___ DATA IN THIS EXERCISE ___

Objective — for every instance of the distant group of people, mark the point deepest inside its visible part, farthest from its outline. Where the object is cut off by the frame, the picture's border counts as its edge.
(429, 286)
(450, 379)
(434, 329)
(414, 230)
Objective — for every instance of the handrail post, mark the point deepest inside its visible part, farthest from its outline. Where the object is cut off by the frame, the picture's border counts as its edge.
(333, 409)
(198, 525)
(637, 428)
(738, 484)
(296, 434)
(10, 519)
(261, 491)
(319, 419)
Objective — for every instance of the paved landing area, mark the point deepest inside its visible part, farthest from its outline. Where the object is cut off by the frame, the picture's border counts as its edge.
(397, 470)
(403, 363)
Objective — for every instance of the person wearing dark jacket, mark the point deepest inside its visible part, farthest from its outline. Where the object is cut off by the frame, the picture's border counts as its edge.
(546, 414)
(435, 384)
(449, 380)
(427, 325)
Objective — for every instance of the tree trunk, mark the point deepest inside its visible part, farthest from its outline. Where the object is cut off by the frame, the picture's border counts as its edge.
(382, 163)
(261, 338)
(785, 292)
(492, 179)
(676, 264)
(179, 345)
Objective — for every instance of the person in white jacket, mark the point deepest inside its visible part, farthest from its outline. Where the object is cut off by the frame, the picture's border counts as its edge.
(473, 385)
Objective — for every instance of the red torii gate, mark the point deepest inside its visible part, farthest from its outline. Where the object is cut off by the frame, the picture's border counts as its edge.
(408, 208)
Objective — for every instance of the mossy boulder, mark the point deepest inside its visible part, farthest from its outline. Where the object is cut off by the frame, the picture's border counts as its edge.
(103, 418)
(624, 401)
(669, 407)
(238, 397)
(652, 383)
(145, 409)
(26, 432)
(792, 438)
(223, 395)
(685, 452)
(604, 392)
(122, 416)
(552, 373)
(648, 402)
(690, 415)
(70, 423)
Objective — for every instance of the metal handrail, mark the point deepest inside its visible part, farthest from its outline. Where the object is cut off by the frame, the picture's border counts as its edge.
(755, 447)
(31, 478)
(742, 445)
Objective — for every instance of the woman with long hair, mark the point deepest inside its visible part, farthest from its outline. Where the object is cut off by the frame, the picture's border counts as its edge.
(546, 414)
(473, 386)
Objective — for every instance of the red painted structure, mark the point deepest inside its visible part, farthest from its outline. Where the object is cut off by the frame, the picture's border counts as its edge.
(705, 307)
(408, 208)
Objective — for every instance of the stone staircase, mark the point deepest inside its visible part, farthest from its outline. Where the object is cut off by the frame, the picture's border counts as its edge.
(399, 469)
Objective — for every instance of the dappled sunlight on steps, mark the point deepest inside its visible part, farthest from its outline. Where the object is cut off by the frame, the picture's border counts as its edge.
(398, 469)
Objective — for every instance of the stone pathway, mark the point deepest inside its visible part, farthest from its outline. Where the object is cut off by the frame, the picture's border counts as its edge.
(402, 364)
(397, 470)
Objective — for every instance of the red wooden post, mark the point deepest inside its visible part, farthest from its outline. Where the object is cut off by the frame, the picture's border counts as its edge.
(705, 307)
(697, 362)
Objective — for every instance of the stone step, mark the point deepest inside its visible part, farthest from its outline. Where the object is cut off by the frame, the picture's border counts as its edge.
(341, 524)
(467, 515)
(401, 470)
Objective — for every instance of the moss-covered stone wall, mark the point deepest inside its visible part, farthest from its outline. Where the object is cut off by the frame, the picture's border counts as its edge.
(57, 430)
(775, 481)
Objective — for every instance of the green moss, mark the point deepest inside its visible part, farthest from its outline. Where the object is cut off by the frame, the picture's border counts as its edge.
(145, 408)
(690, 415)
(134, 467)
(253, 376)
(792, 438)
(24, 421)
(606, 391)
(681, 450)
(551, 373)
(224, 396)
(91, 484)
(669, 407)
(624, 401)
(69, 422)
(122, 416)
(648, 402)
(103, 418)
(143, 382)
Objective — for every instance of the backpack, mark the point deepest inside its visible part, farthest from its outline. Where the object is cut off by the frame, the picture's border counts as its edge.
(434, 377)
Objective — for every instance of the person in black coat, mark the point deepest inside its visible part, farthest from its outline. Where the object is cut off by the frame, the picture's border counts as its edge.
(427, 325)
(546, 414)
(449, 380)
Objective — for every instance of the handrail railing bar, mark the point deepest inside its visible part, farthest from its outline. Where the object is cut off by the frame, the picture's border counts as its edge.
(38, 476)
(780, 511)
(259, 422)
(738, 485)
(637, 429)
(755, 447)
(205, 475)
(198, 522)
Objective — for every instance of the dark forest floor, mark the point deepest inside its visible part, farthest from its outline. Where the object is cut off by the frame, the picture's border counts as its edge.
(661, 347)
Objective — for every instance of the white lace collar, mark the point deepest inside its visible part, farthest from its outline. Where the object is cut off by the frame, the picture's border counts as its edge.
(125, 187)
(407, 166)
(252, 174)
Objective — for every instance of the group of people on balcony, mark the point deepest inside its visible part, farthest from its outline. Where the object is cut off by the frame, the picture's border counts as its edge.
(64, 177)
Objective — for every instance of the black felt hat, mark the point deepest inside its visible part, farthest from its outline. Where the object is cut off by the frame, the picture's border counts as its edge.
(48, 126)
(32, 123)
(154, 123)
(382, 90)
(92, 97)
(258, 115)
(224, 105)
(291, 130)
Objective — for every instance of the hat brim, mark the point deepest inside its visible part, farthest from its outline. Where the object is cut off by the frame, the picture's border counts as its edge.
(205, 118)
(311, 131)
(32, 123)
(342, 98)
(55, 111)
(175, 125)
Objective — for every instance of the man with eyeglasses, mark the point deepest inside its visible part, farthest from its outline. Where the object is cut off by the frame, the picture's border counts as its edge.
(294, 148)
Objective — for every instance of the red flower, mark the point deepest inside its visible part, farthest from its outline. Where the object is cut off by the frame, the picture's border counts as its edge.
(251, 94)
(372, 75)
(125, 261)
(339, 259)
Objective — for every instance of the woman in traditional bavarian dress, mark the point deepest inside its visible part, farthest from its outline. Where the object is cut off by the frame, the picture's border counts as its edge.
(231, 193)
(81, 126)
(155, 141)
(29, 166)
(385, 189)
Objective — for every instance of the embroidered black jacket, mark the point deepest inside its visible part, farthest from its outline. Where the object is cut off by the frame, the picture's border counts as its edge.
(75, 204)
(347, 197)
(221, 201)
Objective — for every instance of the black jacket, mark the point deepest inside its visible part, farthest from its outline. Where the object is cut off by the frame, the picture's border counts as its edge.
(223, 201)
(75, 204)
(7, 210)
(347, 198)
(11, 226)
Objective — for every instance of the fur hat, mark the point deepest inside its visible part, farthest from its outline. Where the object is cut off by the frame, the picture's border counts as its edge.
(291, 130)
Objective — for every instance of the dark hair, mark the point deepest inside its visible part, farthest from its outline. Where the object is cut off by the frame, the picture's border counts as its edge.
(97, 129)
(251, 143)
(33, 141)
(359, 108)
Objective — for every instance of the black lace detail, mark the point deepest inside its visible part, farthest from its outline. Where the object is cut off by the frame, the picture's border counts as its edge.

___

WHAT YOU ARE ASKED TO DO:
Reproduce all data above, unchanged.

RESULT OF THIS EXERCISE:
Objective — for every instance of the distant group of people, mark the point deepest inside its visible part, farthest from its outline. Where the object is cut off by the frame, the picture's border counts as its edge.
(429, 286)
(450, 379)
(434, 329)
(414, 230)
Objective — for every instance of the handrail post, mark the point deepest inside its visible part, farthest from its outline. Where the object is cut off by the frame, the picture's border counts as its edge.
(333, 409)
(198, 525)
(637, 428)
(738, 484)
(296, 434)
(10, 519)
(261, 491)
(319, 419)
Objective — for every instance of the paved landing area, mark the point deepest inside its visible part, farthest from its outline. Where the object is cut off by the frame, the picture's border counts as its edge.
(397, 470)
(403, 363)
Objective — for every instance of the person wearing dark jacket, mark the point deepest inside its visible part, farthest from its outline. Where the object is cut off by the frame, the picture's border counts as its edge.
(546, 414)
(435, 384)
(449, 380)
(427, 325)
Objective — for every instance of the tree trunk, mark the point deepest inside its visible part, farthest from its outline. Where the object is cut off by the frame, the picture's border counts as its edge.
(382, 163)
(261, 338)
(785, 292)
(492, 179)
(676, 264)
(179, 345)
Objective — for every instance of the person in white jacket, mark the point deepest inside its visible part, farthest from its outline. Where the object is cut off by the frame, the picture's border counts as its edge.
(473, 385)
Objective — for every instance of the red torii gate, mark the point deepest inside its visible part, farthest from its outline. Where the object is cut off by the frame, the picture's border counts as its edge.
(408, 208)
Objective — for every instance of the mossy boulder, mark the point deepest inside its visible part, farthest from its outline. Where the object is cut off by the frame, the picture's border counts as its edge.
(103, 418)
(624, 401)
(669, 407)
(238, 397)
(652, 383)
(145, 409)
(26, 432)
(792, 438)
(223, 395)
(685, 452)
(604, 392)
(122, 416)
(552, 373)
(648, 402)
(690, 415)
(70, 423)
Objective — for every instance of the metal handrail, mark the point deepest inside its visible part, farthest from its outline. Where the object is cut off by the frame, the picture's border counts as its edge.
(755, 447)
(31, 478)
(742, 445)
Objective — for every instance of the woman with long hair, mark the point deepest inside its visible part, farthest from its outline. Where the object is cut off by the frame, the picture's border counts as its edge.
(546, 414)
(473, 386)
Objective — for every instance of the red painted structure, mark the point deepest inside its visible part, farthest from its outline. Where the object is cut off by the frame, the picture's border counts as its edge.
(705, 307)
(408, 208)
Objective — for every instance of the stone staircase, mark the point deepest inside its visible part, farthest from its outline. Where the object is cut off by the frame, the picture's border counts as its edge.
(399, 469)
Objective — for every instance of the dappled sunlight on steps, mark the point deepest inside its visible part, farthest from its outline. Where the object is cut off by the frame, the picture's border counts as its edge.
(398, 469)
Objective — for every instance of the stone pathway, mark the point deepest inside its visible part, farthest from its outline. Where the object is cut off by the frame, the picture's border counts as its edge.
(402, 364)
(397, 470)
Objective — for every instance of the red wooden post, mark the point deepest inside its visible part, farthest from its outline. Where the object is cut off by the frame, the picture's border counts as its edge.
(705, 307)
(697, 362)
Objective — for every instance of the stone step, mark the point deepest inside its visible part, farthest from its outline. Where the object is cut off by the frame, the picture's border counts as its edge.
(341, 524)
(467, 515)
(401, 470)
Objective — for every instance of the moss-covered stone wall, mark the point deepest inside its visible part, farthest from its outline. Where the object is cut off by the frame, the picture's border counts as its edge.
(57, 430)
(775, 481)
Objective — for every instance of the green moss, mark the point deepest inside its visible part, farthest from its outline. Where the object is cut off by the frame, the picture's border counts as its edge.
(145, 408)
(690, 415)
(134, 467)
(253, 376)
(792, 438)
(24, 421)
(606, 391)
(681, 450)
(551, 373)
(224, 396)
(91, 484)
(669, 407)
(624, 401)
(69, 422)
(122, 416)
(648, 402)
(103, 418)
(143, 382)
Objective — for every instance of the backpack, mark the point deepest inside its visible part, farthest from its outline. Where the object is cut off by the frame, the picture's border counts as its edge.
(434, 377)
Objective — for every instance of the person in black coat, mark the point deepest inside its visible part, farthest from its outline. Where the object is cut off by the frame, the picture's border counts as its edge.
(427, 325)
(546, 414)
(449, 380)
Objective — for every instance of the handrail railing bar, mark the point deepest inside its visible part, farthest from its outline. Where the object is cut off by the frame, the picture's border counts as its edge.
(38, 476)
(780, 511)
(259, 422)
(738, 485)
(637, 429)
(755, 447)
(205, 475)
(198, 522)
Objective — for every instance of the dark forest floor, mark the point deepest inside its visible part, farthest from its outline. Where the object is cut off by the frame, the picture's border counts as its edge.
(661, 347)
Objective — for every instance of the white lace collar, mark the point deepest inside its visible part, farthest from its outline. Where the object is cut off by the frame, the picture's border counts as its edge.
(125, 187)
(407, 166)
(252, 174)
Objective — for every instance of the group of people on balcony, mark the point deepest inside its visible part, farthest from its outline. Where the object is cut off by the frame, the picture's border counts as its edge.
(64, 177)
Objective — for every instance of the black felt hat, mark the point deepest inside its visible part, farthest from its outline. Where the object is cut off by the frame, the picture's border counts as its edge.
(48, 126)
(32, 123)
(154, 123)
(382, 90)
(92, 97)
(258, 115)
(224, 105)
(291, 130)
Objective — for every instance of the hat brim, mark the point deepest inside its visible part, farthest from its outline. Where the object is cut off by the frame, the picture's border counts as its edge.
(205, 118)
(311, 131)
(32, 123)
(342, 98)
(55, 111)
(175, 125)
Objective — for every instance of the man with eyeglasses, mark the point deepest inside its visible part, farthest from its outline. Where the object is cut off by the frame, the picture's border counts as its edge.
(294, 148)
Objective — for every instance of the red flower, mark the point deepest inside its visible part, farthest from its outline. Where the object is cut off by the frame, the picture's border counts as its edge.
(251, 94)
(372, 75)
(125, 261)
(339, 259)
Objective — for every instance of the woman in traditional bavarian dress, mark the point deepest inside its visible part, farthest from its outline. Where the object is cut off by the frame, the picture's border counts as its edge.
(231, 193)
(81, 126)
(155, 141)
(29, 166)
(385, 189)
Objective — for every instance of the embroidered black jacket, mark the point deepest inside its visible part, farthest from its outline. Where the object is cut off by the frame, the picture's border counts as its edge.
(75, 204)
(347, 197)
(221, 201)
Objective — for every instance of the black jacket, mark the point deepest inside its visible part, farthest from its outline. Where the object is cut off by the frame, the picture's border counts as its edge.
(223, 201)
(75, 204)
(7, 210)
(347, 198)
(11, 226)
Objective — for every instance of the fur hat, mark the point deepest inside its visible part, farthest from its outline. Where the object is cut off by the frame, the picture's border counts as its edge.
(291, 130)
Objective — for every instance of the dark hair, mark the point deepest inside its visible part, farthest from its outline. Where the object is cut off by the frame, the picture's border counts as its edge.
(97, 129)
(251, 143)
(33, 141)
(359, 108)
Objective — for every instance of the black lace detail, mark the point deepest inside its visible part, farthest from its outline. Where the object is cut off by the frame, the picture's border counts as its edge.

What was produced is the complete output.